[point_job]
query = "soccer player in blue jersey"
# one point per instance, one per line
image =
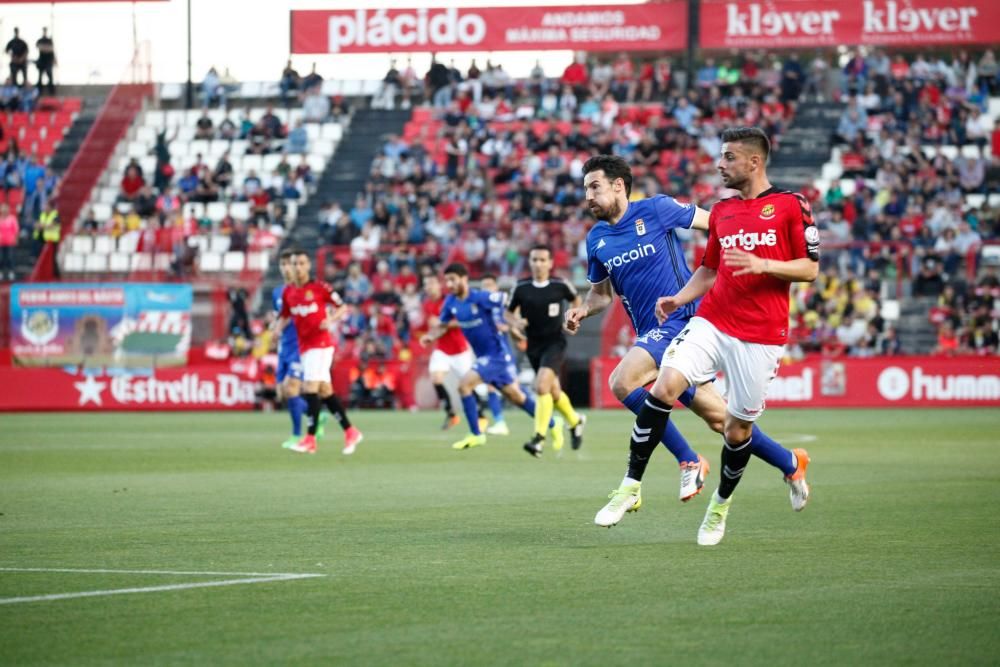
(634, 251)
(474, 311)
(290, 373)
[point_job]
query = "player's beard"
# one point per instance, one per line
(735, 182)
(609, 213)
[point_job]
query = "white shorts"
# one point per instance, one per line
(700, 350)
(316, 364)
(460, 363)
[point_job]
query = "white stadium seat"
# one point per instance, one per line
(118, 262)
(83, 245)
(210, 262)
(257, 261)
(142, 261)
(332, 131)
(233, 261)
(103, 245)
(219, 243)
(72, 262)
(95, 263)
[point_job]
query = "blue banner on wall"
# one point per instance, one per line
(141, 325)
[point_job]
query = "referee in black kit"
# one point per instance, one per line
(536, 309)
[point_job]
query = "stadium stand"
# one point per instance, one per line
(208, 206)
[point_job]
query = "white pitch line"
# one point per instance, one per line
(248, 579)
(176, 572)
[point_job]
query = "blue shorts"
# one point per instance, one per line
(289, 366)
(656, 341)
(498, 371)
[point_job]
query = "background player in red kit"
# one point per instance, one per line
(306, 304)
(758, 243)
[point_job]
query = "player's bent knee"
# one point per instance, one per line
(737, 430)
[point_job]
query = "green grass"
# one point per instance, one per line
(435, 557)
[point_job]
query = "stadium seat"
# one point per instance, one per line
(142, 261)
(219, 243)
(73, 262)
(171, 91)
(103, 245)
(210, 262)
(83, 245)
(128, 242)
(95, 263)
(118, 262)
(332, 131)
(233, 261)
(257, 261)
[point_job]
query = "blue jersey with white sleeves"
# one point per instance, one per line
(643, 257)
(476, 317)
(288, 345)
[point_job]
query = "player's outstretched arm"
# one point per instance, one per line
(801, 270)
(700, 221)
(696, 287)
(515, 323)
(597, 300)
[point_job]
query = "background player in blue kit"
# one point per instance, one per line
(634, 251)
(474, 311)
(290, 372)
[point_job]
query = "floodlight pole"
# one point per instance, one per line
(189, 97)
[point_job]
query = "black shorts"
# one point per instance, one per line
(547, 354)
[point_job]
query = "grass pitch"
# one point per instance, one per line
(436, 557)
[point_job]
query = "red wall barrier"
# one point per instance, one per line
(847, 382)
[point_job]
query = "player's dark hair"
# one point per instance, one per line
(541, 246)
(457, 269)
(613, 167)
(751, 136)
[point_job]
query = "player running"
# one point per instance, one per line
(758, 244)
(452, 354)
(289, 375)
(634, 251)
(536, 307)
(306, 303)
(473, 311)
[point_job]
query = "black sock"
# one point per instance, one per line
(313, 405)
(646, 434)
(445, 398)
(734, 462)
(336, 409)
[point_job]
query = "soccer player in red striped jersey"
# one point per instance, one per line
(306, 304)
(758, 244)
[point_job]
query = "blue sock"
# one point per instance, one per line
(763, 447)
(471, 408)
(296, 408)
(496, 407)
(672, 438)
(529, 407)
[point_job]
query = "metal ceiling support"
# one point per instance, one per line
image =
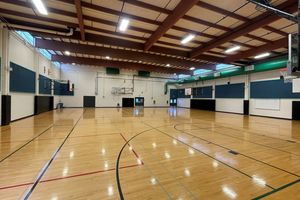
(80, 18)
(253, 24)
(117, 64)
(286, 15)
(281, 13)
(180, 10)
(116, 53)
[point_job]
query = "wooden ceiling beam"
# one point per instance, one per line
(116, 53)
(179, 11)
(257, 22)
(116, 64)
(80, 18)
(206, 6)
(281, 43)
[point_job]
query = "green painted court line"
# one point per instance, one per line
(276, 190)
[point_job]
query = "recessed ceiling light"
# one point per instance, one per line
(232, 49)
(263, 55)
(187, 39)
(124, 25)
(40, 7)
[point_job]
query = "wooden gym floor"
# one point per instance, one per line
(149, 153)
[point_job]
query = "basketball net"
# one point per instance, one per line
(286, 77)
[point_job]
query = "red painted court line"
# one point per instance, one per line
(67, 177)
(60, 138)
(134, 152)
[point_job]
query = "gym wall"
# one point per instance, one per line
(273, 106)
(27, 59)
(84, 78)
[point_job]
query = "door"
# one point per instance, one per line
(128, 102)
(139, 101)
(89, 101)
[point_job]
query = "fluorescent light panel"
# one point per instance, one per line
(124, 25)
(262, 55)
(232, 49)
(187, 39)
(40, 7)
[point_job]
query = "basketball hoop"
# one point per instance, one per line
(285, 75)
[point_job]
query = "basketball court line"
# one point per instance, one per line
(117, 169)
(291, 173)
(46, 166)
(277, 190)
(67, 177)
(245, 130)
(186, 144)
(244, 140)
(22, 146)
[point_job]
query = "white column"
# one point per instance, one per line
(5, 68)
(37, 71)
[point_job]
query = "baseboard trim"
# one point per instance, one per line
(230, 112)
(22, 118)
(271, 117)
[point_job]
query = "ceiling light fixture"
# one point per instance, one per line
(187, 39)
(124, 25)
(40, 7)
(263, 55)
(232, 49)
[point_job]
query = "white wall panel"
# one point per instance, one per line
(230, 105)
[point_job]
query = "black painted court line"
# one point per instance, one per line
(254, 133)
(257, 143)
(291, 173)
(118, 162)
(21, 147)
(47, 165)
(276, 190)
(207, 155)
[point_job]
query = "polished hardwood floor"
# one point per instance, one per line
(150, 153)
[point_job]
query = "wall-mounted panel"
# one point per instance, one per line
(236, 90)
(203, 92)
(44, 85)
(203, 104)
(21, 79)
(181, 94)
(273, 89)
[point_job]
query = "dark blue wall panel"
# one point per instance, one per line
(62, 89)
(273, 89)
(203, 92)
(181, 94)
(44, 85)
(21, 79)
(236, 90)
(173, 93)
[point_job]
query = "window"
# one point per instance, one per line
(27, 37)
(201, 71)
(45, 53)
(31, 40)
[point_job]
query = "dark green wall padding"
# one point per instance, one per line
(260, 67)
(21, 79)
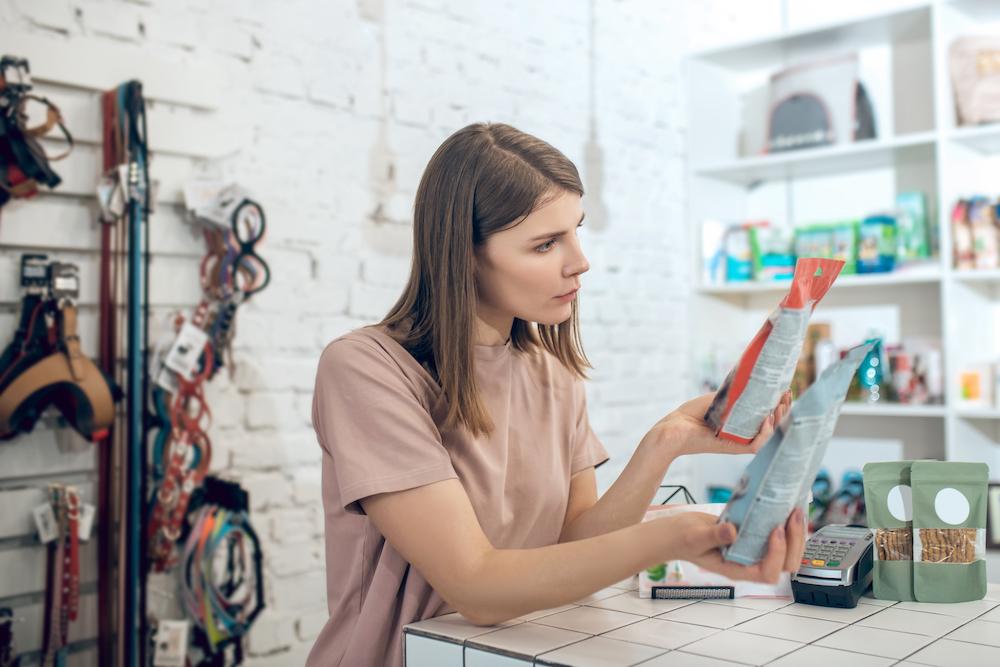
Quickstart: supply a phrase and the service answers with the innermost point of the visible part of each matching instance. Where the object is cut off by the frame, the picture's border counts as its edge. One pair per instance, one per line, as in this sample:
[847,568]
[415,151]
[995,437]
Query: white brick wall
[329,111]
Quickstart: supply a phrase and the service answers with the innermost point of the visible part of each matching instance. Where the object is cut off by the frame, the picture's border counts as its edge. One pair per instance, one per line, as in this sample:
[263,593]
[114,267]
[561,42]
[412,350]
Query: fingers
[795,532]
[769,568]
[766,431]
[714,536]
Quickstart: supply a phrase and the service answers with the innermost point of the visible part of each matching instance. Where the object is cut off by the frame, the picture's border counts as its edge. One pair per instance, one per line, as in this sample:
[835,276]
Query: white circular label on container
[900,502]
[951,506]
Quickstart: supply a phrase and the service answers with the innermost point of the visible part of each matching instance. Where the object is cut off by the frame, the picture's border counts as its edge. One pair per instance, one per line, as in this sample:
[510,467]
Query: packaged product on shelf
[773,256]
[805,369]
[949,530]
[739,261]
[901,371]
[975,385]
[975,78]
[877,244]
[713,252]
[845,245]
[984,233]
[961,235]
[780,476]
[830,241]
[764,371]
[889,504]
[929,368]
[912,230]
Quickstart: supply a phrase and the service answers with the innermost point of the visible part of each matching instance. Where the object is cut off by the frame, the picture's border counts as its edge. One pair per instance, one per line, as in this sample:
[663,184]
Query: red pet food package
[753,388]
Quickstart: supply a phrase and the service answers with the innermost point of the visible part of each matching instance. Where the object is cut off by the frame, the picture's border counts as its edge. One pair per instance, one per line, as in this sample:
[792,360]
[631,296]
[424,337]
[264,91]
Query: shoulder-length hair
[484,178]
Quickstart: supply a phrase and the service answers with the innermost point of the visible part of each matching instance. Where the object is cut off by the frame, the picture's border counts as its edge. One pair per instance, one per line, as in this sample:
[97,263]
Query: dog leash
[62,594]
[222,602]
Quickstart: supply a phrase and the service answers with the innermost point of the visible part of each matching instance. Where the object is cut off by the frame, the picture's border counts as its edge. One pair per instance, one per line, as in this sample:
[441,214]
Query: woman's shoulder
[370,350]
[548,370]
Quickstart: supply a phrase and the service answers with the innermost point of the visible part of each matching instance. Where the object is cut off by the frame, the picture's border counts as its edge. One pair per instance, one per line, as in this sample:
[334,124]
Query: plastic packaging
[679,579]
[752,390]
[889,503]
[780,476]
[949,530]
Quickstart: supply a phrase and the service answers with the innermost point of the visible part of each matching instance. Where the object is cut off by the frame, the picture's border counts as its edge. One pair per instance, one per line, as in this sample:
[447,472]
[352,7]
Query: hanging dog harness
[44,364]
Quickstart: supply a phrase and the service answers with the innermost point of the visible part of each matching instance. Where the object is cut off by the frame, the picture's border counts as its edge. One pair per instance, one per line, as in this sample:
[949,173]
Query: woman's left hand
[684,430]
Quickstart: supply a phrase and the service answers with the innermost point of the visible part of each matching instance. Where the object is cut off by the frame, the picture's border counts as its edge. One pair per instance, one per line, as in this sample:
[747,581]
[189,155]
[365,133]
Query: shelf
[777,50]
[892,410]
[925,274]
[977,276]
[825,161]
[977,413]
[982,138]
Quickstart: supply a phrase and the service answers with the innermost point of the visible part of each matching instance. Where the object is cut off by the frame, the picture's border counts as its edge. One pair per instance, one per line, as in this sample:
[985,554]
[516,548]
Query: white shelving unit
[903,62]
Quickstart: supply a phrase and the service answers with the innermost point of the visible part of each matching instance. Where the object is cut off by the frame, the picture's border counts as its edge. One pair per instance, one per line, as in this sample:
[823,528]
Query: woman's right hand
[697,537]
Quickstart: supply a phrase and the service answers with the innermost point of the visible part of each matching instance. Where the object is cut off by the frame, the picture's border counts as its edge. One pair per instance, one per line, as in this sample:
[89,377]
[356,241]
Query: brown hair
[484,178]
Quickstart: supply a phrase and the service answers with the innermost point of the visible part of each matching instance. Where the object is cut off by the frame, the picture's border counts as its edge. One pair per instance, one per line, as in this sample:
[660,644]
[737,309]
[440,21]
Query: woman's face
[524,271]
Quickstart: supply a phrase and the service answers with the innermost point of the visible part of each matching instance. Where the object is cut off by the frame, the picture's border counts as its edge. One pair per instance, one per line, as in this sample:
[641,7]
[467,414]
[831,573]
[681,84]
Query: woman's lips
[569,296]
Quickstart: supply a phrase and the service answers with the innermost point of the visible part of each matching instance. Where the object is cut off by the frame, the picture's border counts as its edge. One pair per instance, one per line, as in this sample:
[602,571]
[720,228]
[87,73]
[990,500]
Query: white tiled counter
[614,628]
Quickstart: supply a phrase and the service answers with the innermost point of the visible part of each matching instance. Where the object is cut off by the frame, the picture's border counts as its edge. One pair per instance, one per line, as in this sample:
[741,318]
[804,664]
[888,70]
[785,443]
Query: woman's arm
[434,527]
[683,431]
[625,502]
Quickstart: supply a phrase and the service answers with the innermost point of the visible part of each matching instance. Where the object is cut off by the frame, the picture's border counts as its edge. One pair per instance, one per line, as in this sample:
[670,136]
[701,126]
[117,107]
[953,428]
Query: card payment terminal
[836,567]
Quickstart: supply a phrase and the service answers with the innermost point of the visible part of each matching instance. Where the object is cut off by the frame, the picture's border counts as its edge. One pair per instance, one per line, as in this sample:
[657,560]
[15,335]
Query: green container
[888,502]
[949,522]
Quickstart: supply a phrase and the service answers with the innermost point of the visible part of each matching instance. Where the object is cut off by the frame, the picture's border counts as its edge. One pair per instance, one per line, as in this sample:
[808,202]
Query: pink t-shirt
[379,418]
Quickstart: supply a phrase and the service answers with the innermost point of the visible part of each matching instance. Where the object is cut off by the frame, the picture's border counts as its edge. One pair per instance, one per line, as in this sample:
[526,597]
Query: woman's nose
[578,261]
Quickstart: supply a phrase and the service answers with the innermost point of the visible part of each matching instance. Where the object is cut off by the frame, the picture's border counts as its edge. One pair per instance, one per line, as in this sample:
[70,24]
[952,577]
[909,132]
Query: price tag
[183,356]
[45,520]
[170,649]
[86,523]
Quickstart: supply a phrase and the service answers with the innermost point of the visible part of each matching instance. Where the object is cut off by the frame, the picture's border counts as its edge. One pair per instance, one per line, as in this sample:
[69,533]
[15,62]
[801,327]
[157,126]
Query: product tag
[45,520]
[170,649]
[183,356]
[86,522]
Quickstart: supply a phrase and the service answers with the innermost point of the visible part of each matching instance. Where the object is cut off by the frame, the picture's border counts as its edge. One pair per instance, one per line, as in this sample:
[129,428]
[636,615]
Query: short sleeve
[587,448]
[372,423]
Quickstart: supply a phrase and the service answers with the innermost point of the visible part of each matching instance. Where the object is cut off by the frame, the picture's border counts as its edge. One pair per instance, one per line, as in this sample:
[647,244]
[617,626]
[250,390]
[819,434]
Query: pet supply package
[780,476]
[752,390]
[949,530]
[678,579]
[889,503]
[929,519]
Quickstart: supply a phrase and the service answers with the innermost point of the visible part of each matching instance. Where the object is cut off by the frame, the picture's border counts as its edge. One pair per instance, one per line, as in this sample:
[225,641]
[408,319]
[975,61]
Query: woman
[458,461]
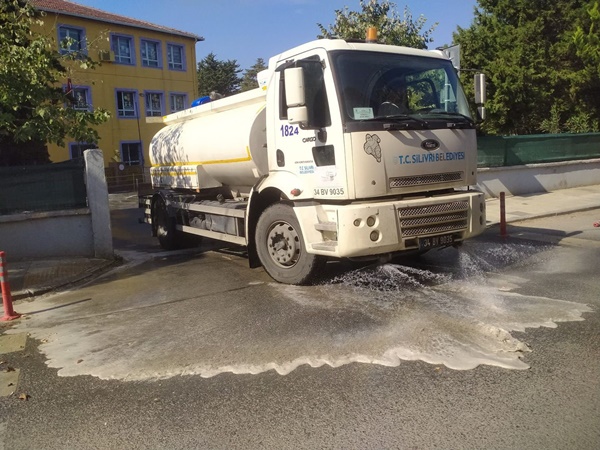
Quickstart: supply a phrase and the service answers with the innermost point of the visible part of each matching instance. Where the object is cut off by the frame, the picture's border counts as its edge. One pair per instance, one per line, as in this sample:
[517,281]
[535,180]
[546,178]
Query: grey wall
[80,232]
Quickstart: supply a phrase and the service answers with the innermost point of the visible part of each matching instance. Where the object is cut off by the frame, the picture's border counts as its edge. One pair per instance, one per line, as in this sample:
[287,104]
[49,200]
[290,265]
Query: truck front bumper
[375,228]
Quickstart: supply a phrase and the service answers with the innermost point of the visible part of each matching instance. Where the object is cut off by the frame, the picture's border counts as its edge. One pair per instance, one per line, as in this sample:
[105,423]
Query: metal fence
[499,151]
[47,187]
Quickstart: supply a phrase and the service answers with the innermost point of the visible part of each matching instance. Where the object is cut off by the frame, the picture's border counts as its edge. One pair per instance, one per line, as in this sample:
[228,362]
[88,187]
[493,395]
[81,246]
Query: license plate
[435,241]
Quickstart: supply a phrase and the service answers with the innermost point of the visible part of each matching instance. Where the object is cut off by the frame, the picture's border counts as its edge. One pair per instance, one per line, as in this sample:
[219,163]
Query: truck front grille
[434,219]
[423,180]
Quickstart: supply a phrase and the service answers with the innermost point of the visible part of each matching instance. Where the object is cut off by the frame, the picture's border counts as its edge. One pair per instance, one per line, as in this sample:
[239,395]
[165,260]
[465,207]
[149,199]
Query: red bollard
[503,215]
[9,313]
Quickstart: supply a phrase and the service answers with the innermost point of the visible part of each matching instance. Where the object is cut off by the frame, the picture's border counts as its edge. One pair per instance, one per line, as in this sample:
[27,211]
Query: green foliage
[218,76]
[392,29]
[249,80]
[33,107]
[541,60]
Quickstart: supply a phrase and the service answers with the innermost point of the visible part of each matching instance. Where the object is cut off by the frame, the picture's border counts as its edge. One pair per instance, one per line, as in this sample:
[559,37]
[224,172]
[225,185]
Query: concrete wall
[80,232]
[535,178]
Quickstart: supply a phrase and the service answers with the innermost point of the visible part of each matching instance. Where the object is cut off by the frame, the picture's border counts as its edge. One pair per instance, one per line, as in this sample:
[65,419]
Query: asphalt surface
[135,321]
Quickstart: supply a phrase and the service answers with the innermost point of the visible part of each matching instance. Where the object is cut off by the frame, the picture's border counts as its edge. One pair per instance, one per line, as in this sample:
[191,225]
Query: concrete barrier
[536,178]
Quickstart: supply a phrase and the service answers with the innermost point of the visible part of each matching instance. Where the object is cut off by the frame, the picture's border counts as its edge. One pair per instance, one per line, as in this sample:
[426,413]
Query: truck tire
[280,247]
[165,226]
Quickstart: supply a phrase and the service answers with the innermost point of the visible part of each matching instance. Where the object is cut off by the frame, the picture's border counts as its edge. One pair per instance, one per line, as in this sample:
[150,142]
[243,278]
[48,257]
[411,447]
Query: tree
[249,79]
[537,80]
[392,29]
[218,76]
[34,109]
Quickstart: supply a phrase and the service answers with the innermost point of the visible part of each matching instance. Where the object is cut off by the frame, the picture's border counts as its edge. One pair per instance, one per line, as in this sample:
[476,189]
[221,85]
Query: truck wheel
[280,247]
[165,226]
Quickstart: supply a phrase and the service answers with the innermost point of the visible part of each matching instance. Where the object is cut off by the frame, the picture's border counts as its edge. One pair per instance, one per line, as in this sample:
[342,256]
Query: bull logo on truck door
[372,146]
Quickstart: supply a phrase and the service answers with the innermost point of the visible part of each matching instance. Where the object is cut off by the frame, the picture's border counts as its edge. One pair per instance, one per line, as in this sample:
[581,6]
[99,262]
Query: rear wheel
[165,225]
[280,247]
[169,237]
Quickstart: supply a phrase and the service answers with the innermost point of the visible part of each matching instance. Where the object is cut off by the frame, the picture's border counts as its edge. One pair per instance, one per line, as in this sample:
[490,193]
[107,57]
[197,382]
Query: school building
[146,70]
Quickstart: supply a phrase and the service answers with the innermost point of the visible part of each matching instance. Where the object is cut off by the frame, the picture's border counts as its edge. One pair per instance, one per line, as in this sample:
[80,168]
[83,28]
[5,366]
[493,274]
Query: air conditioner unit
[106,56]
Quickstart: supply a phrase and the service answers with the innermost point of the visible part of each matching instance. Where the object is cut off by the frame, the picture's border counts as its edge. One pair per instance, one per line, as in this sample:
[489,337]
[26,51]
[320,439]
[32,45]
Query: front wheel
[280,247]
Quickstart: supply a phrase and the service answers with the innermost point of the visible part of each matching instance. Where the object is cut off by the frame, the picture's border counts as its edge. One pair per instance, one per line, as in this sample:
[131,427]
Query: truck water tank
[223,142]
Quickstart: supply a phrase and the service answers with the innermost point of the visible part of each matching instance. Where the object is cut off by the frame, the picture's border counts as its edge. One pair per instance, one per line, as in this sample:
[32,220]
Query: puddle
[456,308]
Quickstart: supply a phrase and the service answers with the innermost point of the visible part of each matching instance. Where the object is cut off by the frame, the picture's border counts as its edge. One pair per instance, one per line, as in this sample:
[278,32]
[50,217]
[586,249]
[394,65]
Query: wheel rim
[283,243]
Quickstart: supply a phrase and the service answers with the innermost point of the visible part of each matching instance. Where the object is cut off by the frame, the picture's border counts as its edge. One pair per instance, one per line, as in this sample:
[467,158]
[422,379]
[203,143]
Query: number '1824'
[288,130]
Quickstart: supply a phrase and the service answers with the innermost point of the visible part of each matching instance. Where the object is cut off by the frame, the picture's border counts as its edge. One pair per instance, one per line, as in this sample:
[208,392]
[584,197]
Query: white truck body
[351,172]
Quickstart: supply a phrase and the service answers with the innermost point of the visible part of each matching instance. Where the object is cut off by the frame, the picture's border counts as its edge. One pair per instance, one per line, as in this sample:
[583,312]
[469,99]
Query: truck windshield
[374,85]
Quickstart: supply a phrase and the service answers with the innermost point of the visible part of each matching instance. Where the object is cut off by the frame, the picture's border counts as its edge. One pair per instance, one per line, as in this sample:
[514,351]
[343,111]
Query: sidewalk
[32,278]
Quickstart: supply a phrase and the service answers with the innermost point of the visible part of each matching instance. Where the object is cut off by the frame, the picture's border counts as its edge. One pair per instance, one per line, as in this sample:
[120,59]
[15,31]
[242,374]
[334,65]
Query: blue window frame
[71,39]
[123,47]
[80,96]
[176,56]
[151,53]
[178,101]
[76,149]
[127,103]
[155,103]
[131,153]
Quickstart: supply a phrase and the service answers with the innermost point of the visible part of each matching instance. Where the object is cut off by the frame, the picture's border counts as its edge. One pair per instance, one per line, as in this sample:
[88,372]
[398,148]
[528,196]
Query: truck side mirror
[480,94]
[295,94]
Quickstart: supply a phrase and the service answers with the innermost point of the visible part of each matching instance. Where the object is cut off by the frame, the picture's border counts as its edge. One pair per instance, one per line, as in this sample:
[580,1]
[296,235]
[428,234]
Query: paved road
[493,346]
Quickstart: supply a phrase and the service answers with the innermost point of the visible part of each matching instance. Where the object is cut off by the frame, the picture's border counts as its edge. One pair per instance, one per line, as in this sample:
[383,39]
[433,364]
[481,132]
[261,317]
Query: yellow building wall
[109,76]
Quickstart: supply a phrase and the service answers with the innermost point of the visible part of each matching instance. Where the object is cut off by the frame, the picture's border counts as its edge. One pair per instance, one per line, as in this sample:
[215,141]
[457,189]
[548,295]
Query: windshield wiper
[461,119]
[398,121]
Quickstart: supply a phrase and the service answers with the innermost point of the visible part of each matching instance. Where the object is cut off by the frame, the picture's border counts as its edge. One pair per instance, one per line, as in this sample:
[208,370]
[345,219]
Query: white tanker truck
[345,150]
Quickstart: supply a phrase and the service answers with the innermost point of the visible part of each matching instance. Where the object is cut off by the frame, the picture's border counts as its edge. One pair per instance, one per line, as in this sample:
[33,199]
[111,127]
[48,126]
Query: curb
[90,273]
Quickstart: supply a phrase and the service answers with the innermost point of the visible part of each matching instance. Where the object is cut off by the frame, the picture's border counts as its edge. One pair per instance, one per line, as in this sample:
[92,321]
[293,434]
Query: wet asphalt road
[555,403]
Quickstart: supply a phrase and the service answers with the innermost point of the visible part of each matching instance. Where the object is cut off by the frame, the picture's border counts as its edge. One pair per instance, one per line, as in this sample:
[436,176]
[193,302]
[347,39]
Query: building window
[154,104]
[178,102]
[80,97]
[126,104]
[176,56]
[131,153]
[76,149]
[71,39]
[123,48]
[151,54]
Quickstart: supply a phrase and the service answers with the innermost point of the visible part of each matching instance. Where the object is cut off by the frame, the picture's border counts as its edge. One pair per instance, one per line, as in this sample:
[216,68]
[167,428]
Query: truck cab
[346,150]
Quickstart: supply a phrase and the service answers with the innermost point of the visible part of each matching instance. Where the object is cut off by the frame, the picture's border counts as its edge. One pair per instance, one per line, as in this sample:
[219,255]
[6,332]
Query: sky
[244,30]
----------------------------------------
- [Work to be completed]
Check the listing above for lines containing the string "dark", and copy each one.

- [Exercise result]
query = "player's dark hair"
query = "dark blue wall panel"
query = "dark green wall padding"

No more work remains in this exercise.